• **EXERCICE 1**
Dans l'extrait sur les maltraitances, substituez « chercheuse » à « sociologue » et recopiez le passage qui commence aux mots « Voici le troisième » et s'arrête après « aux travailleurs sociaux ? ».

• **EXTRAIT SOURCE**
+ + +

Voici le troisième et dernier volet de notre entretien-fleuve avec la sociologue Nadège Séverac, à partir de son précieux rapport* publié en 2015 sur les maltraitances. Nous balayons avec elle les grands thèmes souvent rattachés à la problématique des négligences, carences et mauvais traitements: la question centrale du handicap (facteur de risque ou conséquence de la maltraitance), l’éventuelle corrélation entre le statut socio-économique et les défaillances parentales, la forte prévalence des violences conjugales. Retrouvez les deux premières parties de ces échange, celle consacrée aux conséquences de la loi de 2007 et celle dédiée aux postures des travailleurs sociaux.

L’appréhension des « négligences », la connaissance théorique de leurs conséquences sur l’enfant, ne font-elles pas cruellement défaut aux travailleurs sociaux ?

+ + +

• **DONNÉES DE TRAVAIL**
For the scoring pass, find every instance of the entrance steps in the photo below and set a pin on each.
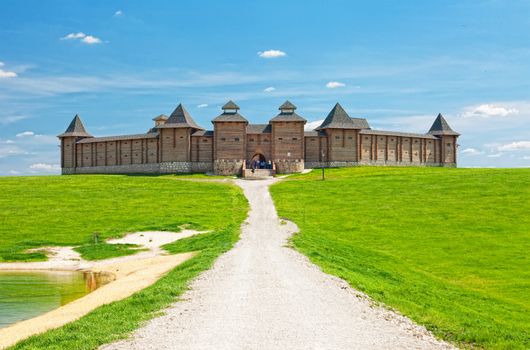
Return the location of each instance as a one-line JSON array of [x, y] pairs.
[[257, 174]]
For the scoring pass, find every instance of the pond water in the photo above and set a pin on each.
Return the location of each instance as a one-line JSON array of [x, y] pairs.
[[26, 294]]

+ + +

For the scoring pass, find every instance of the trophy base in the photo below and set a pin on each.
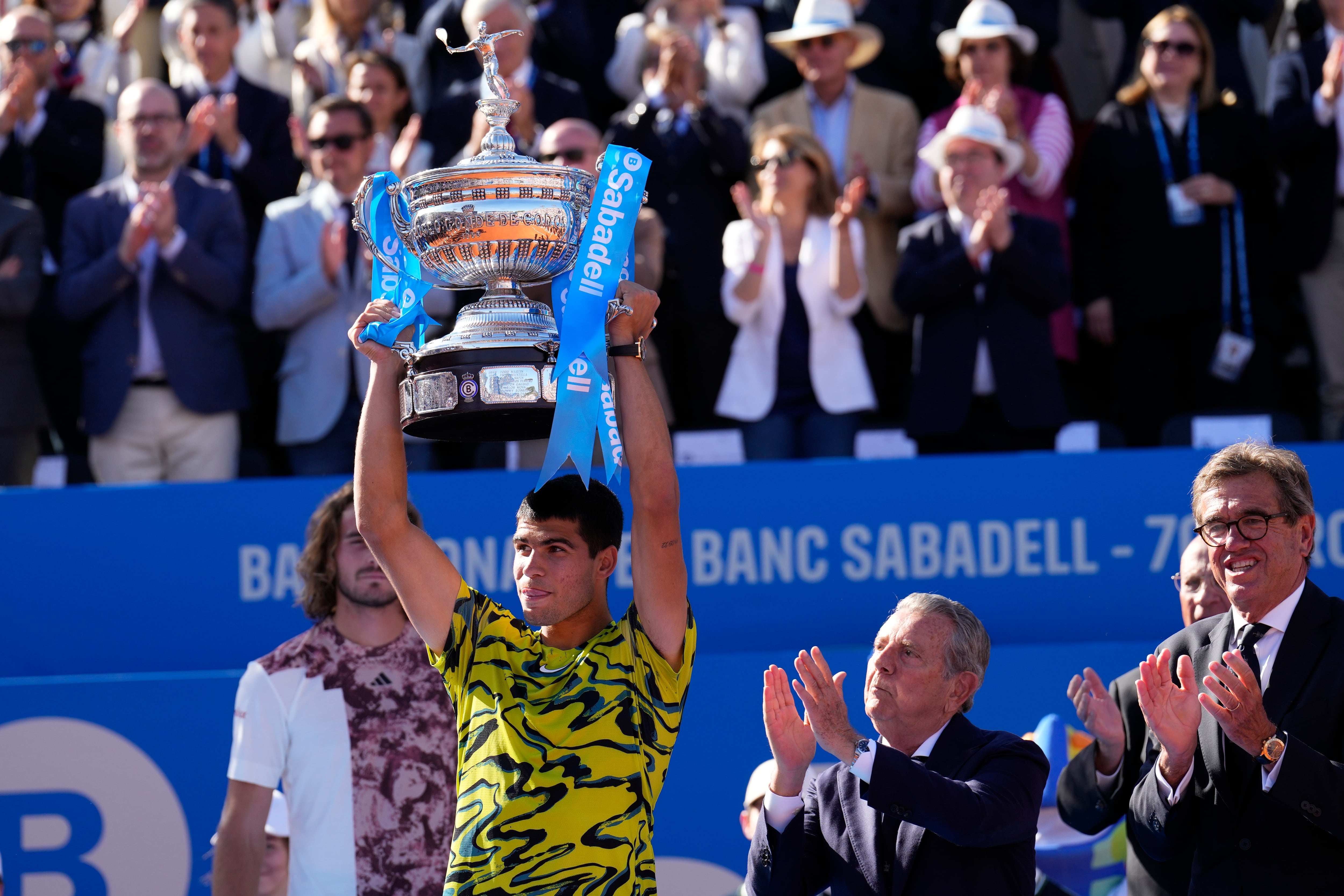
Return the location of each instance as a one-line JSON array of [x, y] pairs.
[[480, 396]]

+ + +

• **EXERCICE 2**
Reproduisez à l'identique les lignes de la liste, de celle qui contient « For the scoring pass, find every instance of the entrance » jusqu'à celle qui contient « [[26, 294]] », ces deux lignes comprises. Laissez les images de côté.

• **RÉPONSE RÉDIGÉE 1**
Voici le troisième et dernier volet de notre entretien-fleuve avec la chercheuse Nadège Séverac, à partir de son précieux rapport* publié en 2015 sur les maltraitances. Nous balayons avec elle les grands thèmes souvent rattachés à la problématique des négligences, carences et mauvais traitements: la question centrale du handicap (facteur de risque ou conséquence de la maltraitance), l’éventuelle corrélation entre le statut socio-économique et les défaillances parentales, la forte prévalence des violences conjugales. Retrouvez les deux premières parties de ces échange, celle consacrée aux conséquences de la loi de 2007 et celle dédiée aux postures des travailleurs sociaux.

L’appréhension des « négligences », la connaissance théorique de leurs conséquences sur l’enfant, ne font-elles pas cruellement défaut aux travailleurs sociaux ?

• **RÉPONSE RÉDIGÉE 2**
For the scoring pass, find every instance of the entrance steps in the photo below and set a pin on each.
Return the location of each instance as a one-line JSON array of [x, y] pairs.
[[257, 174]]
For the scoring pass, find every instance of the pond water in the photo above and set a pin on each.
Return the location of each instance as a one-line JSON array of [x, y] pairs.
[[26, 294]]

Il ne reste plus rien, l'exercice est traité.